[Start DATA FOR THIS TASK]

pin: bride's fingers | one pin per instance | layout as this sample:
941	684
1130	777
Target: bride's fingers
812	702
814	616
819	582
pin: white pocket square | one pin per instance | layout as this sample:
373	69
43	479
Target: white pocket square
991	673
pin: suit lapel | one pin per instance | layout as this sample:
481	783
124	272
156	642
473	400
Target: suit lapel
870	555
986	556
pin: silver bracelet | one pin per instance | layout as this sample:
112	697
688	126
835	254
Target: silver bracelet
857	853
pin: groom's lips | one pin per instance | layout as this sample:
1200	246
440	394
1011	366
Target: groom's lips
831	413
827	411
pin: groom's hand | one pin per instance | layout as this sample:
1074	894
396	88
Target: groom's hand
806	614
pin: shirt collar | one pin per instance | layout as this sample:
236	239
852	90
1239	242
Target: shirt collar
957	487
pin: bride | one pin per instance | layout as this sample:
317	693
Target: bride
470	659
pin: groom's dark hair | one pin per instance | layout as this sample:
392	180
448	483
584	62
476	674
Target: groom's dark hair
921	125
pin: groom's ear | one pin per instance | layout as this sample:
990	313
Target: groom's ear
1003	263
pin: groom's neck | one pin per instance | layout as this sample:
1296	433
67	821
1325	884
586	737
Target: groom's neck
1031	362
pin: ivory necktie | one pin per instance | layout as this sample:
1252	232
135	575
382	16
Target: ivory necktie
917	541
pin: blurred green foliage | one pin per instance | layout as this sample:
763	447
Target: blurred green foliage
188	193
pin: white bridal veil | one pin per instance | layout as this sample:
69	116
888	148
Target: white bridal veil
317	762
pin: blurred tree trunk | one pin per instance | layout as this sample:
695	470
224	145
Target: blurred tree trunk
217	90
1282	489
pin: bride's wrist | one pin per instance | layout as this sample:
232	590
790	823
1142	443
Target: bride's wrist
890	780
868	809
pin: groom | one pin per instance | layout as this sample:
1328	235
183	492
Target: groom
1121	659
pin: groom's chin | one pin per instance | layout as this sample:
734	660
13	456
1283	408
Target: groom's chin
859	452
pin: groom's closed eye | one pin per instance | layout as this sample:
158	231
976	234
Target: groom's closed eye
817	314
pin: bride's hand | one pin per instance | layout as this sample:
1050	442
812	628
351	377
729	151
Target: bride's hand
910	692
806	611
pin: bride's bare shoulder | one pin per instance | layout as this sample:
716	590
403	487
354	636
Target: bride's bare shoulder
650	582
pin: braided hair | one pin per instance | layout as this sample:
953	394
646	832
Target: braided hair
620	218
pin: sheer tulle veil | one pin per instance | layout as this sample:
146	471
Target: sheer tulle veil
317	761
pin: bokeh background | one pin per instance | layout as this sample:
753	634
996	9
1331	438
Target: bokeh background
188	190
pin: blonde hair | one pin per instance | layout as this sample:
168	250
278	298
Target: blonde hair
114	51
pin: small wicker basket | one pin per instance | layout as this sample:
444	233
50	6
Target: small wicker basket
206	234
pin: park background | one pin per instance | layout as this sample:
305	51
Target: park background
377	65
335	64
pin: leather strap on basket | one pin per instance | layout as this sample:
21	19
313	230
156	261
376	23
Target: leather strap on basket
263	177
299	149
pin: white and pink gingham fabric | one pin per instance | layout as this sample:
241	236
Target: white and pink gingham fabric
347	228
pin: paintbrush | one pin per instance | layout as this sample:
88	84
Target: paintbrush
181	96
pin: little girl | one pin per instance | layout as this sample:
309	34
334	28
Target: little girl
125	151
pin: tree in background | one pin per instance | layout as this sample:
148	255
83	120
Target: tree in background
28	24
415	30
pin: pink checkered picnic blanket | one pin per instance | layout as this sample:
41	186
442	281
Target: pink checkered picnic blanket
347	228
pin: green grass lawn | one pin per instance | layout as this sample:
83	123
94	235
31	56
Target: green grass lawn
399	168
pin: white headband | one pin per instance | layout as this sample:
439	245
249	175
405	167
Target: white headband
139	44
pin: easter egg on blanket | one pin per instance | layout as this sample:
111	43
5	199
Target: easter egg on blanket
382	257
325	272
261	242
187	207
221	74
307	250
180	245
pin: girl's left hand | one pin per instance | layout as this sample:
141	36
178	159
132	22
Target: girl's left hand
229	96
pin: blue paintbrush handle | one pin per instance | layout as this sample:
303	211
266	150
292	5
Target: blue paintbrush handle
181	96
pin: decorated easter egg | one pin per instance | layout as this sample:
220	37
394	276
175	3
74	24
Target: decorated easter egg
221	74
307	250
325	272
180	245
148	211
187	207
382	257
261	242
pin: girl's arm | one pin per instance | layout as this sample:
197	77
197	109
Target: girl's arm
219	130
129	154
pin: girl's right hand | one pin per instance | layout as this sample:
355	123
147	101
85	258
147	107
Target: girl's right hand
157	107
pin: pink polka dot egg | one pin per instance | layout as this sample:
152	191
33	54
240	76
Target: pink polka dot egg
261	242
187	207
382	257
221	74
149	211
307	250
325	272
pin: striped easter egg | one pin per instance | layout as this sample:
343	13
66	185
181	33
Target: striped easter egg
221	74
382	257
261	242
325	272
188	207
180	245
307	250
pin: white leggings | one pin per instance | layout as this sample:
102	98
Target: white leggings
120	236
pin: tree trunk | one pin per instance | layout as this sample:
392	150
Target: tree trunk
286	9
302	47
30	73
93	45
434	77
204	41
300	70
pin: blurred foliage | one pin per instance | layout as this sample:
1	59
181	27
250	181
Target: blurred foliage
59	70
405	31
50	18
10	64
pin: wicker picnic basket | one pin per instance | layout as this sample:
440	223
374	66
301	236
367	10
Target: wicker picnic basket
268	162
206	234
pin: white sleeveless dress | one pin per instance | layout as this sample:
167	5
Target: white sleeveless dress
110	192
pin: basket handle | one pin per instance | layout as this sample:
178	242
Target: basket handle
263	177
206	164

[End DATA FOR THIS TASK]
[Start DATA FOR THIS TASK]

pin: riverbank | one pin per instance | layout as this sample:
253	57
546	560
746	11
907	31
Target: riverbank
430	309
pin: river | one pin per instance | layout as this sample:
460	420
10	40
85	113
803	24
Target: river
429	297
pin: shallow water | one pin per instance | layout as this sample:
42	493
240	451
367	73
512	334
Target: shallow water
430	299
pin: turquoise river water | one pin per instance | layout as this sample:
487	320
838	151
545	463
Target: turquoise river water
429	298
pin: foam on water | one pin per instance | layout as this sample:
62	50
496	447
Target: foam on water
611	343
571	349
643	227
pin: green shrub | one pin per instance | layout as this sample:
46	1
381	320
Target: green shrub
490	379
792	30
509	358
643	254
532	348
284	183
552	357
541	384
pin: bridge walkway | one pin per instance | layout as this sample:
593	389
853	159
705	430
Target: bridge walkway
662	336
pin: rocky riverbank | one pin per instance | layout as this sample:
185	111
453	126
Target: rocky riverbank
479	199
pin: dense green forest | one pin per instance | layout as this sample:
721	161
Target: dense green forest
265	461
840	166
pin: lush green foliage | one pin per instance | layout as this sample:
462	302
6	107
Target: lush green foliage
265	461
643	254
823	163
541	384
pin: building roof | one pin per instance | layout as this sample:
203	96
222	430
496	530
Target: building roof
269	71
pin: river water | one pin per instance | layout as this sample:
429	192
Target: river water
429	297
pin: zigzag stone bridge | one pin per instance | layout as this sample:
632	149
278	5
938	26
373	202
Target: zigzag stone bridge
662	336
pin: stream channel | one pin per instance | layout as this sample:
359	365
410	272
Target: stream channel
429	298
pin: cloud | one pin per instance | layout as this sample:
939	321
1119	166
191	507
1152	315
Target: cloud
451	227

[End DATA FOR THIS TASK]

SHORT EXERCISE:
Return every line of the items above that contains the string "right", treating case as significant.

SOLUTION TO THE PROBLEM:
pin: girl's right hand | one pin per instance | layout as this sample:
Target: girl's right hand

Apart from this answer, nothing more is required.